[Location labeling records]
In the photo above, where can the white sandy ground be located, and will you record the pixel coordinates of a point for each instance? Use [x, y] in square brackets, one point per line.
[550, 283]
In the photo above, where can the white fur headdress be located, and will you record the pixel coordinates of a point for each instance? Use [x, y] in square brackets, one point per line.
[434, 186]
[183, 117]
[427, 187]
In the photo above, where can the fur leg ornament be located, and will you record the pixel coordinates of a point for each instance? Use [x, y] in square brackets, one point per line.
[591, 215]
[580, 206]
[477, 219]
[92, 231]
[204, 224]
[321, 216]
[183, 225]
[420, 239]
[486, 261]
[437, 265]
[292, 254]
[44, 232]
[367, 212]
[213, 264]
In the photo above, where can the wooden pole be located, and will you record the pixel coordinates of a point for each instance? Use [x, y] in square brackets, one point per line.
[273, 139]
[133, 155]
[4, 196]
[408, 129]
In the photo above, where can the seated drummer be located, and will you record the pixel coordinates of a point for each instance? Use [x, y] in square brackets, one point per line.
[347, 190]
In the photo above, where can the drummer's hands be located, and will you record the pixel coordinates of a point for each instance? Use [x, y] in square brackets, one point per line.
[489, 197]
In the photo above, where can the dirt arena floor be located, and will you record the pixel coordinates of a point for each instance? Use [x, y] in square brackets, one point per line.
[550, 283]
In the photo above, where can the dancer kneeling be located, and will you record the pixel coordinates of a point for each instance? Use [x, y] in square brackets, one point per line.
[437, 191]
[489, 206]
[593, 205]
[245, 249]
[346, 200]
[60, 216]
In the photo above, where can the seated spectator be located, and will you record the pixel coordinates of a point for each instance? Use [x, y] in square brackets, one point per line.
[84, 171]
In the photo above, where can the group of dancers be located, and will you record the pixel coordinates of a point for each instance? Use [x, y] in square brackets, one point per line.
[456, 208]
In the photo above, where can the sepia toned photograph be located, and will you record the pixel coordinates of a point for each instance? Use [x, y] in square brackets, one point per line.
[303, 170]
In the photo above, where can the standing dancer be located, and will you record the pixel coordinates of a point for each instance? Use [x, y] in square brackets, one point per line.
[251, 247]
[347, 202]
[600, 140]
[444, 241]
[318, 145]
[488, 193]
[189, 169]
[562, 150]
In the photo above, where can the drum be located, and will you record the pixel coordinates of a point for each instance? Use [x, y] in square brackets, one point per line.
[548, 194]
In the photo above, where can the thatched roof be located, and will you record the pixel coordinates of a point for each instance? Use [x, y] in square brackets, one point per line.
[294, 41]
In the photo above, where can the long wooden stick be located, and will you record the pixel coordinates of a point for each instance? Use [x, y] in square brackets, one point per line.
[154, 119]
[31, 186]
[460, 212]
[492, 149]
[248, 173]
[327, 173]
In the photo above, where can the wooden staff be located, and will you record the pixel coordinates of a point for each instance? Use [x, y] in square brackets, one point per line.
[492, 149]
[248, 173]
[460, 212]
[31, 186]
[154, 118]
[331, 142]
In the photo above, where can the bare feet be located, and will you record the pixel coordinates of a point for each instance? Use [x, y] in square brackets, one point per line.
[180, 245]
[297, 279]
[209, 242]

...

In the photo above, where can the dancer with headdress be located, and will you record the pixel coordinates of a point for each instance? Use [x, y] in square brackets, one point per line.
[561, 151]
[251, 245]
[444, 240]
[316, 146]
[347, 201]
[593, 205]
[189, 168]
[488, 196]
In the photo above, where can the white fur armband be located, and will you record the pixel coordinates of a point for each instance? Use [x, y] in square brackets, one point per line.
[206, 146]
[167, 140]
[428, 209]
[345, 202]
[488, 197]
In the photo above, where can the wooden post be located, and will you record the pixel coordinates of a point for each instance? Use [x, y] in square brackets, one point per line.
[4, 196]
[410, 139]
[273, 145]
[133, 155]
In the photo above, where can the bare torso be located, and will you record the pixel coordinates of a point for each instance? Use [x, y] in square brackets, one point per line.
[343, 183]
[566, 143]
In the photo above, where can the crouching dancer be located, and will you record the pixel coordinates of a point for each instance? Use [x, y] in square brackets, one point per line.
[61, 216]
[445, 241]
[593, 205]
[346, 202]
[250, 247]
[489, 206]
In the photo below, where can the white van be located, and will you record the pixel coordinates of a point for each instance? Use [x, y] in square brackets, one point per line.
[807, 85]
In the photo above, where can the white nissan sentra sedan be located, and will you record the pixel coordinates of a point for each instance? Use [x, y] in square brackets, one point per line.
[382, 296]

==

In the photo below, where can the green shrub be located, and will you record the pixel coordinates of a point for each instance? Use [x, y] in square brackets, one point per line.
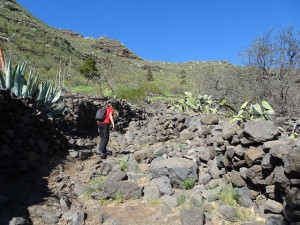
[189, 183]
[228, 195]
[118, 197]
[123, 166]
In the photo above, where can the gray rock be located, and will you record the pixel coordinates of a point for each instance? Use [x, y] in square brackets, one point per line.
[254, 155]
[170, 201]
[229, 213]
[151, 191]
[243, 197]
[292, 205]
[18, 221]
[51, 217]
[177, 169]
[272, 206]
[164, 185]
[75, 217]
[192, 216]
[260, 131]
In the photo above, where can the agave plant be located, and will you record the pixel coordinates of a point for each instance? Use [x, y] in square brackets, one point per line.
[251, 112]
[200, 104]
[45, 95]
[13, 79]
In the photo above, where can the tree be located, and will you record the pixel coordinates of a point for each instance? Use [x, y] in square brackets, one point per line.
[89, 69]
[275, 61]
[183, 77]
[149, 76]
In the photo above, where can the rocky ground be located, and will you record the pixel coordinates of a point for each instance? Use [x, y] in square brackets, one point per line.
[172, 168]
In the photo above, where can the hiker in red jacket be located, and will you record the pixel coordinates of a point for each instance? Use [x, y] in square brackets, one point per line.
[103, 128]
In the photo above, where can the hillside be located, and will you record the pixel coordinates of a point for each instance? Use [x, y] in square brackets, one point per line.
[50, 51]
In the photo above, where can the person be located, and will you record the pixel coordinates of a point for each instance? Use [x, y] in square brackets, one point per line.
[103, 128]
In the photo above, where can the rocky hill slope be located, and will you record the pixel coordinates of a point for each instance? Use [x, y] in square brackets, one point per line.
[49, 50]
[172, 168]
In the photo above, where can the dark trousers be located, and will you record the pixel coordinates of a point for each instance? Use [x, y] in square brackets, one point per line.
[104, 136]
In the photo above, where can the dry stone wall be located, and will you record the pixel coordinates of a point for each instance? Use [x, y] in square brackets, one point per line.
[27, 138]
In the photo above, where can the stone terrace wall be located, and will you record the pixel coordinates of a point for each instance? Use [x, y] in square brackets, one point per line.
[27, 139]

WHAT TO PRODUCE: Please count the lines in the records above that contain the string "ground", matching case exactly. Reply with the number alone.

SOLUTION TO THIS TASK: 2